Conjunto de tarefas:
**1.** Indique todas as localidades que o texto de origem nomeia.
**2.** Por favor, copie tal e qual as linhas das entradas, começando na linha que contém "like [100, 273]." e terminando no fim das entradas, com ambas incluídas.

Texto de origem:
◇ ◇ ◇ ◇ ◇ ◇ ◇
28 fevereiro 2012

Duas últimas

Ingénuos e persistentes leitores,

Nunca, nem sequer nos meus tempos de juventude mais desbragada (enfim, o que isso queira dizer num homem pouco dado a excessos) rocei politicamente pela esquerda. 

(suspendo momentaneamente a escrita para procurar, nos recônditos da minha memória, se rocei pela esquerda de uma forma mais carnal, mas também não me parece, que até nisso sou conservador). 

A minha carreira política, retomando um fio condutor mais sério, passou sempre pelo centro direita. Fui militante do CDS, fiz parte do grupo de energúmenos que, numa época mais quente, se deitou a Évora a colar cartazes e a pintar paredes. Sim, queridos leitores, a adolescência selvagem levou-me a conspurcar o praça do Giraldo com frases criativas que apelavam ao voto no partido do centro. Numa mão a trincha com a tinta que sujava as magníficas arcadas. Na outra mão uma matraca, porque os comunistas, tal como os beduínos, velavam ao longe. 

Fiz militância em Cascais, no CDS local, onde usámos de maior criatividade e de menos selvajaria, porque as paredes eram menos históricas. À célebre frase a terra a quem a trabalha, respondíamos com provocação inócua: e os comboios a quem anda neles... Momentos de rara inspiração, digo-vos. Estive ainda no comício da Juventude Centrista em Novembro de 74, no teatro S. Luís, e na sede do largo do Caldas quando, num qualquer 1 de Maio, se temia que fosse assaltada.

Fui a comícios do PPM (um, na Voz do Operário, se me lembro), defendi bancadas no liceu de S. João do Estoril, fiz parte de mesas eleitorais, achei ingenuamente que a minha altura acima da média me dava prerrogativas de segurança, um homem que tem tanta experiência de pancadaria como de comida cantonesa. Nunca levei mais do que um empurrão, nunca dei mais do que um empurrão. Em muitos episódios estive com o meu amigo e colega bloguista JdC, com quem tenho memórias memoráveis (sim, a redundância é propositada...) em Borba nos idos anos de 74 e 75. No que a ele diz respeito não sei, mas o meu corpo e a minha alma não mostram feridas desse combate político. Memórias, apenas - e vagamente desinteressantes...  

A par disto fui amigo de comunistas, de outros que se identificavam politicamente como sendo republicanos (melhor seria que não fossem, descendentes que eram de dois presidentes da república) mas sem acinte contra o meu nome, e de outros ainda que viviam com um arma contundente no carro, sussurrando uma conspiração inspirada pelas iniciais ELP e MDLP, traficando panfletos na penumbra das esquinas. 

Hoje partilho convosco Zeca Afonso, surpreendentes leitores de convicções políticas que desconheço, mas intuo. Alguns de vós esfregarão de contentamento as mãos finas, aforrando argumentos para zurzir as minhas opções musicais. Outros seguirão para o blogue seguinte, alegando as baixas de tensão que sempre nos provocam as coisas maçadoras. Restarão dois, quiçá três (oh! ingenuidade...) que apreciarão este momento - ou o suportarão estoicamente.
◇ ◇ ◇ ◇ ◇ ◇ ◇
Entradas da tarefa:
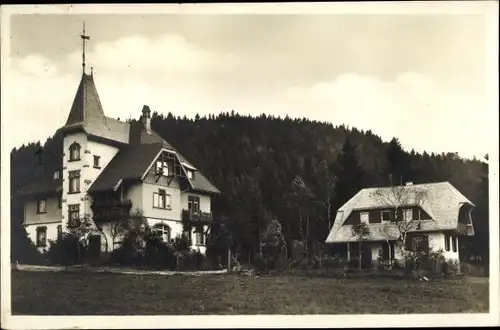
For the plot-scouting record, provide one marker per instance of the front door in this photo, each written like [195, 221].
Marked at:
[94, 247]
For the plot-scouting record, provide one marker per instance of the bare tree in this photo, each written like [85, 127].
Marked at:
[401, 200]
[360, 232]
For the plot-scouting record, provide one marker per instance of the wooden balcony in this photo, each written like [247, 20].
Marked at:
[106, 210]
[196, 217]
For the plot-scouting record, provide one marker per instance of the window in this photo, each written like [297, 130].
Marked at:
[59, 232]
[200, 238]
[163, 231]
[41, 206]
[194, 204]
[447, 242]
[364, 218]
[386, 215]
[74, 182]
[74, 152]
[96, 161]
[161, 199]
[73, 214]
[408, 214]
[41, 236]
[162, 168]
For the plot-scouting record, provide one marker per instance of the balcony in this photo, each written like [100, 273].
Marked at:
[196, 217]
[110, 209]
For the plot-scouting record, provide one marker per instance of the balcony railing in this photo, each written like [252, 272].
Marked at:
[190, 216]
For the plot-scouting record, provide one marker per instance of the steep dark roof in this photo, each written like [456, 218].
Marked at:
[43, 181]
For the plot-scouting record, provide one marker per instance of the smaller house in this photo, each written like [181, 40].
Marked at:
[434, 216]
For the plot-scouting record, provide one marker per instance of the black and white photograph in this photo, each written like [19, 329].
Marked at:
[236, 165]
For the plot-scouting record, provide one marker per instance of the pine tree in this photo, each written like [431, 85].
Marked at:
[350, 175]
[398, 171]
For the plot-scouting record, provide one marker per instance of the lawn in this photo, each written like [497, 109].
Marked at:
[60, 293]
◇ ◇ ◇ ◇ ◇ ◇ ◇
Soluções detalhadas:
**1.** Évora, Cascais, S. João do Estoril, Borba

**2.**
For the plot-scouting record, provide one marker per instance of the balcony in this photo, each written like [100, 273].
Marked at:
[196, 217]
[110, 209]
For the plot-scouting record, provide one marker per instance of the balcony railing in this photo, each written like [252, 272].
Marked at:
[190, 216]
For the plot-scouting record, provide one marker per instance of the steep dark roof in this photo, each written like [456, 218].
Marked at:
[43, 181]
For the plot-scouting record, provide one marker per instance of the smaller house in this photo, each written like [181, 40].
Marked at:
[434, 216]
For the plot-scouting record, provide one marker per instance of the black and white photograph in this photo, each written like [19, 329].
Marked at:
[236, 165]
For the plot-scouting record, provide one marker per instance of the pine tree in this photo, each written like [431, 85].
Marked at:
[350, 175]
[398, 171]
For the plot-scouting record, provide one marker per instance of the lawn in this photo, each written like [497, 109].
Marked at:
[60, 293]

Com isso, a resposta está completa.